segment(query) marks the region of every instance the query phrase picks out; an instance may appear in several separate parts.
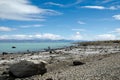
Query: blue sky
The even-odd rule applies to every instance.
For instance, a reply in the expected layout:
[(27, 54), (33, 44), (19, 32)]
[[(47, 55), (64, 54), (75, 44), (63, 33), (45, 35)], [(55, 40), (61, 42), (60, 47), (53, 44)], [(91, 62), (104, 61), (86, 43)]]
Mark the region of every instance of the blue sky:
[(120, 39), (120, 0), (0, 0), (0, 39)]

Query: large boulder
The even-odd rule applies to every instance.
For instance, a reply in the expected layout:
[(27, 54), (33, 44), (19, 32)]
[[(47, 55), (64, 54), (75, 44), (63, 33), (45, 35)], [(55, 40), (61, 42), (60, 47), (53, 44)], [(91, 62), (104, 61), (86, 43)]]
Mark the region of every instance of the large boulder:
[(37, 74), (43, 75), (47, 72), (45, 65), (45, 61), (23, 60), (10, 66), (9, 75), (18, 78), (29, 77)]

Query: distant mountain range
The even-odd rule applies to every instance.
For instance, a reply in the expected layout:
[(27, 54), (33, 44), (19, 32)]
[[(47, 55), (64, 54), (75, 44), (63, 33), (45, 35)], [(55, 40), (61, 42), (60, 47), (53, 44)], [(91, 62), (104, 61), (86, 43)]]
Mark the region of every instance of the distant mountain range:
[(50, 40), (50, 39), (40, 39), (40, 40), (0, 40), (0, 42), (82, 42), (82, 40)]

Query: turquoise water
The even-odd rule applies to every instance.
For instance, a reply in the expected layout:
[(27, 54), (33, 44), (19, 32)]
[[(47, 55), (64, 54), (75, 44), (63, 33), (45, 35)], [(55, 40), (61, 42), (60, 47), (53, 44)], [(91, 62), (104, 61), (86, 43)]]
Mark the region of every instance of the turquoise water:
[[(60, 48), (64, 46), (71, 45), (70, 42), (25, 42), (25, 43), (0, 43), (0, 53), (2, 52), (25, 52), (30, 51), (40, 51), (44, 48)], [(15, 46), (16, 48), (12, 48)]]

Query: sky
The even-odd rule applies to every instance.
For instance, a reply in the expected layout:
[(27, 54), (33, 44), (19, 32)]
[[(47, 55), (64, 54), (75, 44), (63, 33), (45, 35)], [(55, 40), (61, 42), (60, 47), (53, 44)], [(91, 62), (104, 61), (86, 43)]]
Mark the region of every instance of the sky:
[(0, 0), (0, 40), (118, 40), (120, 0)]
==========
▶ [SHORT TASK]
Print the records word for word, from the very beginning through the line that holds "[(120, 39), (120, 0), (0, 0), (0, 39)]", with that line included. Leave the pictures out of your answer.

▶ [COMPLETE OUTPUT]
segment(query) marks the region of every instance the query phrase picks out; an instance may appear in several separate parts.
Query: blue sky
The even-odd rule applies to every instance.
For instance, a reply in the expected layout:
[(27, 54), (33, 44), (19, 32)]
[[(47, 55), (64, 54), (75, 44), (63, 33), (45, 35)], [(55, 40), (61, 42), (60, 47), (53, 44)], [(91, 62), (104, 61), (86, 43)]]
Mark the region of every instance of the blue sky:
[(120, 39), (120, 0), (0, 0), (0, 39)]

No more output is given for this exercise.